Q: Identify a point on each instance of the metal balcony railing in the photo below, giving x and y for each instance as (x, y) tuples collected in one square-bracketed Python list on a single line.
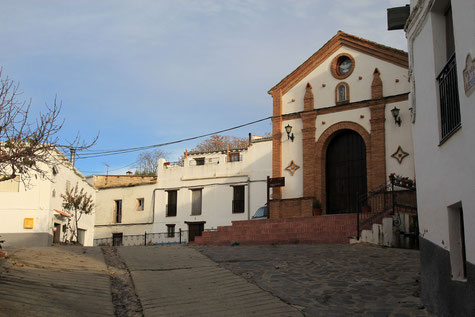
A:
[(449, 99)]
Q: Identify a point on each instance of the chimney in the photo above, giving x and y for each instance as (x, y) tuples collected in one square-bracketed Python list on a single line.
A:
[(72, 156)]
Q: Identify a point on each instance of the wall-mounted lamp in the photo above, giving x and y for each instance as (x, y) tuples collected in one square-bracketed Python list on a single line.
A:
[(395, 113), (288, 129)]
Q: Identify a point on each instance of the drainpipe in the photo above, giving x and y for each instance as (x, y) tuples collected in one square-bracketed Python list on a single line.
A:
[(72, 157), (248, 198)]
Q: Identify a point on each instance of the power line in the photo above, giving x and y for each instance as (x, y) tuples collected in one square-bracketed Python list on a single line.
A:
[(111, 170), (141, 148)]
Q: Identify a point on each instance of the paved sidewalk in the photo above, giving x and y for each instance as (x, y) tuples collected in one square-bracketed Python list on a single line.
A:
[(331, 280), (55, 281), (179, 281)]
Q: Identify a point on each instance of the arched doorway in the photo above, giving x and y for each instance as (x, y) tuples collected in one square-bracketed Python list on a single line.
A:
[(345, 172)]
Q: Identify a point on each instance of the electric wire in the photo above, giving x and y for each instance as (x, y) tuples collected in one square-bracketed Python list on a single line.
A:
[(147, 147)]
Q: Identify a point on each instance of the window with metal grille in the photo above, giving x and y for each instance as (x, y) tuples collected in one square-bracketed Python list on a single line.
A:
[(238, 199), (118, 211), (448, 88), (200, 161), (140, 203), (234, 157), (170, 231), (171, 205), (196, 195)]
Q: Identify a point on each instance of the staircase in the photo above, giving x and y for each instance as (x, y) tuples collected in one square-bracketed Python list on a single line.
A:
[(388, 216), (319, 229)]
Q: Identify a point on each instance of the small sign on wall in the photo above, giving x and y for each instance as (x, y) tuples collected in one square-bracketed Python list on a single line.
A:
[(28, 223)]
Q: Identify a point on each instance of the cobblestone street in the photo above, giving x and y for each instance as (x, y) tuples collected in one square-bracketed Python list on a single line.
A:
[(331, 280), (284, 280)]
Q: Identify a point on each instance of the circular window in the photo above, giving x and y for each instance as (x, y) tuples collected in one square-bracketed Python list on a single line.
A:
[(342, 66)]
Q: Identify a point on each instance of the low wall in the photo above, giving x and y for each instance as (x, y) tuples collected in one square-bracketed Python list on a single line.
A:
[(20, 240)]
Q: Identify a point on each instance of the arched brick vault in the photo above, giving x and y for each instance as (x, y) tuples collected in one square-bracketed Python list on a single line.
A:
[(320, 156)]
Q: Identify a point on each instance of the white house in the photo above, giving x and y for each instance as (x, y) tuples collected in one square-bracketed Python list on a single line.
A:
[(341, 126), (32, 214), (124, 208), (441, 38), (206, 190), (212, 189)]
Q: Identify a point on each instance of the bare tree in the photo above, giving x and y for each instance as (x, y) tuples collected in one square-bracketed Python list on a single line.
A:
[(24, 143), (77, 203), (147, 163), (218, 142)]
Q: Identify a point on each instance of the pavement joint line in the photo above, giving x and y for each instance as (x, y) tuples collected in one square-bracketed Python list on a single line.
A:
[(124, 295)]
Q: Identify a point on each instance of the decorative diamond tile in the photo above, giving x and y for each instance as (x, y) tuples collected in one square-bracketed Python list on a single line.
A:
[(292, 168), (399, 155)]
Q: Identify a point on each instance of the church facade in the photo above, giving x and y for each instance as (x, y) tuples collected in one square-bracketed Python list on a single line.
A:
[(341, 125)]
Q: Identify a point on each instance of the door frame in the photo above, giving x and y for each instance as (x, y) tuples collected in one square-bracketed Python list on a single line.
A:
[(320, 157), (191, 234), (361, 178)]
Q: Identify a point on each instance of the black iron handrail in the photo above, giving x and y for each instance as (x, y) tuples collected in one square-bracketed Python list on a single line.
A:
[(383, 201)]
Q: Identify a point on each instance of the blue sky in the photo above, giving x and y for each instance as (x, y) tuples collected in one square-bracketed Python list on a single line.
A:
[(146, 72)]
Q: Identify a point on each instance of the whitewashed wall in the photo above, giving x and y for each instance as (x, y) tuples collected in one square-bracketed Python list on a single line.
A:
[(105, 210), (445, 172), (36, 201), (360, 90), (215, 178)]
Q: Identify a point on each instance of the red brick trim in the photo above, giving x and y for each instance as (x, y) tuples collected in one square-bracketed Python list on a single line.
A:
[(334, 66), (347, 94), (321, 150), (376, 85), (277, 142), (349, 106), (308, 100)]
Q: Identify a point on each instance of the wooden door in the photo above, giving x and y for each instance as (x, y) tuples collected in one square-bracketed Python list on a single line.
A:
[(345, 172), (57, 233), (195, 229)]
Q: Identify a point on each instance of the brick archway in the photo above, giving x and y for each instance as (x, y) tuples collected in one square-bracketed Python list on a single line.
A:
[(320, 156)]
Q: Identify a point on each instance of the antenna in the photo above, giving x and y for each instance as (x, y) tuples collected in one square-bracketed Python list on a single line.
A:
[(107, 172)]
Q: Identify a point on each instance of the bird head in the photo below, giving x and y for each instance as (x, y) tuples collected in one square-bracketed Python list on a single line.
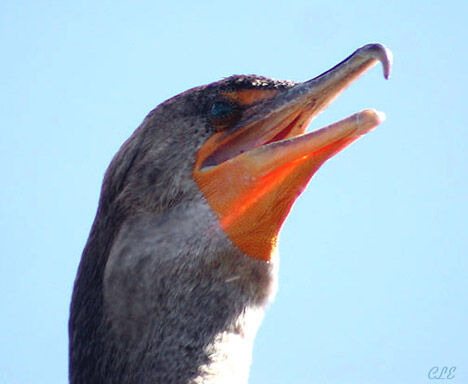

Your instructions: Put the lines above into a JSON list of strings with one string per line, skipping any blank lines and leaving the pictures out.

Reply to the exercise:
[
  "Q: Identify a point on each instance of the metal balcony railing in the photo below, giving x and y for each instance as (x, y) tuples collected in one square-bracketed Python list on a single line.",
  "A:",
  "[(449, 99)]",
  "Q: Identify a point on each instance of the chimney in the photo above, giving x and y for each instance as (x, y) tuples collected in one square-bracketed Python list on a single line.",
  "A:",
  "[(72, 156)]",
  "Q: Identify a point on each instance of the wall-mounted lamp in the photo above, giving x and y for each instance as (x, y) tuples collected in one square-bracketed Python list on a single line.",
  "A:",
  "[(395, 113), (288, 129)]",
  "Q: Identify a point on each instance of the drainpipe in the photo above, giving x and y for each instance as (x, y) tuples collected in one square-bracketed Python list on a single line.",
  "A:",
  "[(72, 157), (248, 198)]",
  "Q: Identify a point on each instance of the power line in the photo above, giving x and y for each instance as (x, y) tuples collected in one square-bracketed Python list on a single line.",
  "A:",
  "[(111, 170), (141, 148)]",
  "Q: Identify a point on each instance of the paved sidewalk in the photo above, giving x and y for each instance as (x, y) tuples collected in one square-bracketed Python list on a single line.",
  "A:",
  "[(331, 280), (55, 281), (179, 281)]",
  "Q: Identify a point on each instance of the arched doorway in the photo above, giving x and y for each instance as (x, y) tuples collected in one square-bracketed Python list on a single line.",
  "A:",
  "[(345, 172)]",
  "Q: Identify a point on each instance of the electric wire in the photo above, giving x and y for each instance as (x, y) tuples collected in one square-bracketed Python list on a single line.",
  "A:",
  "[(147, 147)]",
  "Q: Identify a point on each instance of the window with metal grille in the photo above, giving x and y for each instance as (x, y) tuples collected in one square-bracketed Python list on a single line.",
  "A:",
  "[(238, 199), (118, 211), (448, 88), (200, 161), (140, 203), (234, 157), (170, 231), (171, 205), (196, 195)]",
  "Q: Identify a point on each instance of the staircase in the photo above, giving x and y for each instance as (x, y) tuples collected in one square-bracketed Python list on a single line.",
  "A:",
  "[(388, 216), (319, 229)]",
  "Q: Identify a point on each instance of the small sign on wall in the photo above, giving x and y for each instance as (x, y) tuples collected in one square-bracketed Python list on a single line.",
  "A:",
  "[(28, 223)]",
  "Q: Identify a point on each instance of the cobblestone street in the photo above, giving x and y for each instance as (x, y) tuples collected in one square-bracketed Python list on a single line.",
  "A:",
  "[(331, 280), (284, 280)]",
  "Q: Identify a point on each instance of the circular window in the photo above, giving x and y for each instance as (x, y) tuples collected in one square-bracketed Python list on a single line.",
  "A:",
  "[(342, 66)]",
  "Q: Identify a point on each instance of the low wall in the photo above, giving x and y for each instance as (x, y) tuples collected in one square-bracketed Python list on a single line.",
  "A:",
  "[(20, 240)]",
  "Q: Identify a point on each instance of the arched brick vault in the photo above, giving x and y for each instance as (x, y) tuples collected in one square-bracketed Python list on a single line.",
  "A:",
  "[(320, 156)]",
  "Q: Identify a point on each instance of the white house in the photo above, giving x and y for each instance as (x, y) tuples collected in one square-bracketed Python list on a single line.",
  "A:",
  "[(341, 126), (32, 214), (124, 208), (441, 38), (206, 190), (212, 189)]",
  "Q: Identify a point on each instance of the bare tree in the photo above, giving x and y for each instance as (x, y) tuples collected in one square-bracketed Python list on a single line.",
  "A:",
  "[(24, 143), (77, 203), (147, 163), (218, 142)]",
  "Q: Identify a point on each instance of the pavement joint line in the photo above, giving x and y for each instance as (x, y) tuples collected in one square-bracketed Python list on a single line.",
  "A:",
  "[(124, 295)]",
  "Q: Identify a point on each instance of the decorative diamond tile in the photo above, giving x and y for each instance as (x, y) tuples collected in one square-bracketed Python list on a single line.",
  "A:",
  "[(292, 168), (399, 155)]",
  "Q: Identify a point on each instance of the church facade in the photo above, giving x and y for each instance as (x, y) tuples collected in one square-bracketed Python list on a single line.",
  "A:",
  "[(341, 125)]",
  "Q: Identify a point on each instance of the door frame in the photo above, giving x and y for each instance as (x, y) tuples collected in one square-bracketed Python list on a single line.",
  "A:",
  "[(320, 157), (191, 234), (361, 178)]",
  "Q: Identify a point on each instance of the black iron handrail in the photo above, giving x and y for each instance as (x, y) tuples collected in one square-bracketed Python list on a single line.",
  "A:",
  "[(383, 201)]",
  "Q: Identify a point on each instance of the blue sky in the photo above, giving x and y for each instance as (x, y) tuples collected in one square-bracketed Python list on a single line.",
  "A:",
  "[(146, 72)]",
  "Q: Identify a point on each instance of the whitewashed wall in the photo above, giving x and y for each instance as (x, y) tuples collected in one square-bracketed Python list on a single line.",
  "A:",
  "[(105, 210), (445, 172), (36, 201), (360, 90), (215, 178)]",
  "Q: Identify a point on each instance of the red brick trim in the photo above, giving x and y for each instance as (x, y) tuples collected in one square-bracketed Python list on a single line.",
  "A:",
  "[(334, 66), (347, 94), (321, 150), (376, 85), (277, 142), (349, 106), (308, 100)]",
  "Q: Identify a point on each instance of the wooden door in the photo above, giving x and y for each instance as (x, y) tuples collected in one square-bracketed Python list on a single line.",
  "A:",
  "[(345, 172), (57, 233), (195, 229)]",
  "Q: Identify a point on each instance of the brick archway in the photo above, giving x and y for each instance as (x, y) tuples collected in one square-bracketed Python list on a single line.",
  "A:",
  "[(320, 156)]",
  "Q: Identify a point on each instance of the antenna in the photo above, giving x and y for each instance as (x, y) tuples collected in one square-bracketed Python list on a single line.",
  "A:",
  "[(107, 172)]",
  "Q: Identify a point on each instance of the bird head in the photo below, giving x and y for each instance as (x, y) tuples collected in one square-bracketed Python list on a single line."
]